Also in response to the setting force F, the slip 72 has been urged radially outwardly by the wedge 80 into locking engagement with the ID of the casing 16 to anchor the well tool 30 in place within the casing 16. A plurality of hardened inserts 84 arranged on the outer profile 74 of the slip 72 may be significantly harder than the material (e.g., steel) of the casing 16 to facilitate a biting engagement between the inserts 84 and the casing 16 to better anchor the well tool 30.

FIG. 5 is an enlarged view of the well tool in the set condition focusing on the seal seat 40 and seal seat extender 50. The plurality of frustoconical sections 56A, 56B, 56C appear as teeth 57 in the cross-section, for biting into the annular packing element 60. The frustoconical sections 56A, 56B, 56C in this configuration are functionally barbs that are directionally oriented axially upwardly (uphole). With this barbed orientation, the annular packing element 60 may more easily ride up the tapered outer profile 56 of the seal seat extender 50 during setting to deform the packing element 60 into engagement with the casing 16. After setting, the directional teeth 57 defined by the frustoconical sections 56A, 56B, 56C will then tend to bite into the annular packing element 60 to resist axial separation of the packing element 60 in the opposite direction from when setting. In this configuration, one or more hardened inserts 48 are disposed on the outer profile of the seal seat 40 to facilitate biting engagement between the inserts 48 and the seal seat extender 50 to help lock the seal seat 40 and seal seat extender 50 in position after setting the well tool 30. The insert(s) 48 may have an edge that protrudes slightly beyond the tapered outer profile 42 of the seal seat 40 to help bite into a relatively softer material (e.g, steel) of the seal seat extender 50.

● **WORK TO BE COMPLETED**: Can you reproduce the well tool description between "Also in response" and "anchor the well tool 30.", inclusive, substituting "liner" for each "casing"? None of the data is needed here.

● **AVAILABLE DATA**:
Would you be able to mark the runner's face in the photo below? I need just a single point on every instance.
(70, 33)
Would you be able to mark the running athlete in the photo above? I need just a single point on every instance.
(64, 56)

● **ANSWER TO THE EXERCISE**:
Also in response to the setting force F, the slip 72 has been urged radially outwardly by the wedge 80 into locking engagement with the ID of the liner 16 to anchor the well tool 30 in place within the liner 16. A plurality of hardened inserts 84 arranged on the outer profile 74 of the slip 72 may be significantly harder than the material (e.g., steel) of the liner 16 to facilitate a biting engagement between the inserts 84 and the liner 16 to better anchor the well tool 30.